TEXT SECTION:
%%

Some teachings we’ve received in the church are hurting us.
Maybe you grew up in one of those churches that told you if you had enough faith, you wouldn’t be depressed.
“I’m too blessed to be stressed!”
Or maybe you heard that we shouldn't grieve when our loved ones pass away because they have gone home to be with the Lord.
You know…”Don’t be sad; heaven got another angel today.”
Beloved, that advice is killing you, and this is why we have far too many people walking around the church on Sundays, wearing fake smiles on their faces when their world is crumbling inside.
The days of over spiritualizing our pain away are OVER!
Because when we try to use our faith to minimize or suppress our pain, it stifles our ability to heal.
There is a term, used by members of the mental health field, called spiritual bypassing.
Spiritual bypassing occurs when someone utilizes religion or spirituality to minimize what is truly happening in their reality.
In other words, we hide our true feelings behind our spiritual persona. There is no room for us to be honest with our emotions. Instead, we gloss over them so we don’t have to deal with how a situation truly affects us.
Religious platitudes such as, “Everything happens for a reason” or “God doesn’t give you more than you can bear” can fall into this category if said to dismiss or ignore the pain we are experiencing.
When we use our faith to suppress an honest, God-given emotion, it is no longer life-giving. It becomes toxic and can cause us to become stuck in our healing process.
Whenever we suppress, ignore, or minimalize our pain, we deny ourselves the opportunity to receive the emotional, spiritual, or physical care we need.
Think back to when you were a kid, playing around with your friends.
I’m sure you’ve had your fair share of falls, bumps, and bruises from playing rough in the sandbox.
The typical response for a child who gets hurt is to cry and go to the nearest adult to receive appropriate first aid. And depending on how severe the injury is, the adult might rush the child to the emergency room.
We learn at an early age that it’s essential to care for physical wounds properly, but why don’t we give that same attention and care to our emotional wounds?

%%

PROVIDED MATERIAL:
%%

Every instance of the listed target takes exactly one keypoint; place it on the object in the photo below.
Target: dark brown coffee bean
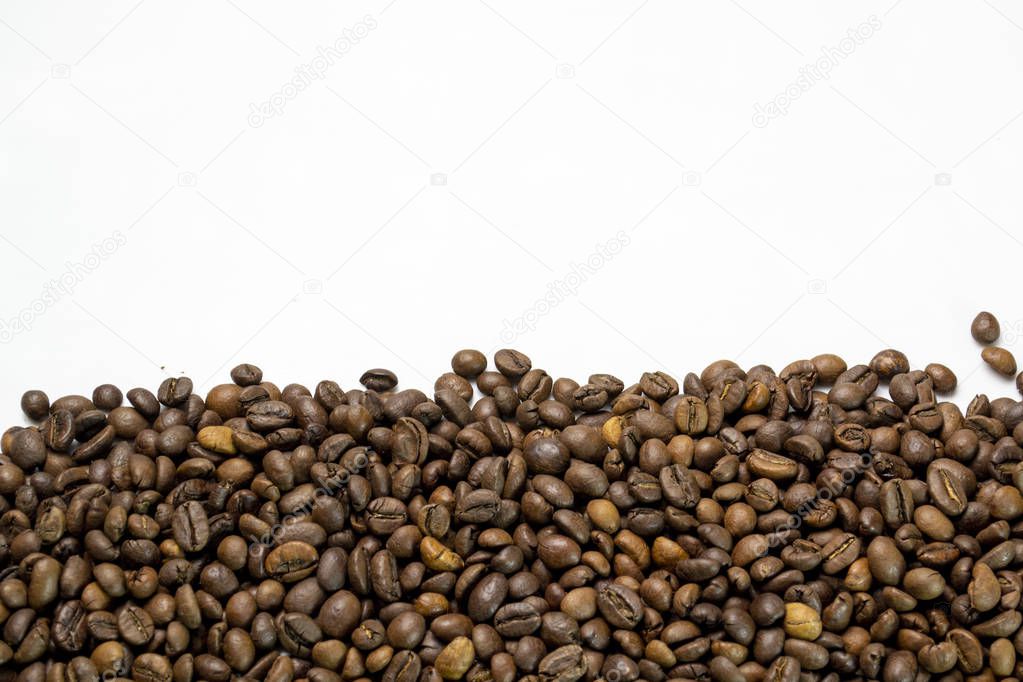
(999, 359)
(985, 328)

%%

WORK ORDER: Continue the piece on spiritual bypassing in the church, starting after its final question about emotional wounds.

RESULT OF THE EXERCISE:
Well, I would wager that many of us never learned how to deal with our emotional pain in a healthy way.
Take yourself, for example. When you experience an emotional wound, do you…
Run from it like the runaway bride?
Make a joke of the situation like you're the next Eddie Murphy?
Put on your superhero cape so that everyone can see how strong you are?
Max out your credit cards on an unexpected shopping spree, or find an alternative way to self-medicate by drinking an entire bottle of wine or a tub of ice cream by yourself.
These are just a few examples of how many of us have mastered the art of avoiding our pain. But none of these acts will make our sorrows disappear, and if we continue down this path, our unresolved wounds will bleed into every other area of our lives.
Just like a physical wound, untreated emotional wounds can become infected. Negatively “infecting” our relationships with others, self, and even God. Additionally, unresolved pain can impact our health, causing issues with sleep, digestive system, and blood pressure, and can lead to other chronic illnesses.
Dr. Shaniqua Jones, a guest on my podcast, said “there is room for you to lay at the altar on Sundays and sit on someone’s couch for counseling the next morning.”
We have to learn that there is space for both, and we cannot allow others (or even ourselves) to use our faith as an excuse for not dealing with our pain.
Our invisible wounds are costly, and we can no longer afford to let them steal our health, peace, and joy. We have to face the pain so we can heal.